***** DATA SUPPLIED *****

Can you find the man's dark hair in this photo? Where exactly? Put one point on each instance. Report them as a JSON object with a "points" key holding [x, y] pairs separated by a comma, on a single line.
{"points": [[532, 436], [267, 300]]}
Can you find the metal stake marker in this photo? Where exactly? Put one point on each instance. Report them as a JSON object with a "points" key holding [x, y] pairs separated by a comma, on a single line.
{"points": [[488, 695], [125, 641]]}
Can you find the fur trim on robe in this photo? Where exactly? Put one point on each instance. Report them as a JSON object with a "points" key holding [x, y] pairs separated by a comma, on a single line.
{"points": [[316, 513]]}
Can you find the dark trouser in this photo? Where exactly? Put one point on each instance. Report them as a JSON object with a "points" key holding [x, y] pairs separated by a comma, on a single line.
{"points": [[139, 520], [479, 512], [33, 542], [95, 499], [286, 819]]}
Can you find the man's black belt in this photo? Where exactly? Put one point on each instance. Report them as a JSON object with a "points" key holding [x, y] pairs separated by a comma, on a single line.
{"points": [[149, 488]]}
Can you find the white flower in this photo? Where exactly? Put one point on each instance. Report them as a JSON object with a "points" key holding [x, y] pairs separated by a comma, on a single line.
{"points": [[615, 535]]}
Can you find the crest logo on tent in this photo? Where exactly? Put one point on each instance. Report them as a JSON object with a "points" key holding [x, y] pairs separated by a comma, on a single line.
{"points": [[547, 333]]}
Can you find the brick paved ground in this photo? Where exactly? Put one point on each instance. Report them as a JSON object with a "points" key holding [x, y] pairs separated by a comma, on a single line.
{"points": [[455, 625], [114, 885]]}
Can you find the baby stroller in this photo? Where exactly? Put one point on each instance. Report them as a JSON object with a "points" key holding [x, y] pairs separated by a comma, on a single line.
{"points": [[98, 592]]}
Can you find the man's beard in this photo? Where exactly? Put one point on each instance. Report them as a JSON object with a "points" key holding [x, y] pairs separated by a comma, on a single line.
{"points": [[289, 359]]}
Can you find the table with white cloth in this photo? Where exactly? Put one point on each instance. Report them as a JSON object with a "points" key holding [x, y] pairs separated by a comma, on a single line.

*****

• WHAT TO WORK ON
Line by line, retype the entire listing exactly.

• TASK SOLUTION
Can you find the man's dark hair in this photo? Where exactly? Put one point on each instance. Report them as a JSON object with a "points" key holding [x, y] pairs separated by a comma, on a single line.
{"points": [[532, 436], [267, 300]]}
Can you find the metal stake marker in this photo? Where exactly? Put one point on each instance. Report them as a JSON object with a "points" key holding [x, y] pairs separated by a comma, on a single line.
{"points": [[488, 695], [125, 641]]}
Can you find the fur trim on robe in this photo? Where exactly? Put one point on each instance. Report them as a JSON object with a "points" key holding [x, y] pairs separated by a comma, on a single line.
{"points": [[316, 513]]}
Can you find the dark trouser in this photo? Where exactly? Put one point on each instance. Report them as a JSON object with a "points" key holding [x, y] pairs separated by a comma, on a single line.
{"points": [[139, 520], [479, 512], [33, 542], [95, 499], [286, 819]]}
Can you find the man's black belt in this photo? Where exactly? Put one point on each instance. Report them as a JSON object with a "points" key holding [x, y] pairs separated by a comma, on a single line.
{"points": [[149, 488]]}
Can you find the white flower in this photo? Where exactly? Put one point on each instance. Report them as a JSON object with a "points" key holding [x, y] pairs separated by a comma, on a single line.
{"points": [[615, 535]]}
Can you find the crest logo on tent in this photo? Where exactly? Put one point on each instance. Report them as a JSON object with a "points" key holding [x, y] pairs separated by a comma, on a single line.
{"points": [[547, 333]]}
Can you find the brick paved ground in this photo? Where exactly? Put one point on each instance. Report them as a JSON object with a "points" key holding [x, y] pairs separated by a comma, on a single line.
{"points": [[455, 625], [114, 885]]}
Can you find the baby stroller in this photo? Where exactly? Put one point on each instance. Report them as a JSON object with a "points" key holding [x, y] pairs separated by a comma, on a single line.
{"points": [[98, 592]]}
Can you find the man's beard in this photo? Where exactly? Put one point on each instance. Report them as a JSON object with a "points" key holding [x, y] pairs separated by a comma, on a single line.
{"points": [[289, 359]]}
Can you find the table with white cloth in this photo? Where exactly? Put one point on each instance. Report them as a JSON object with a "points" key holding [x, y] pairs separated by a comma, on a single line.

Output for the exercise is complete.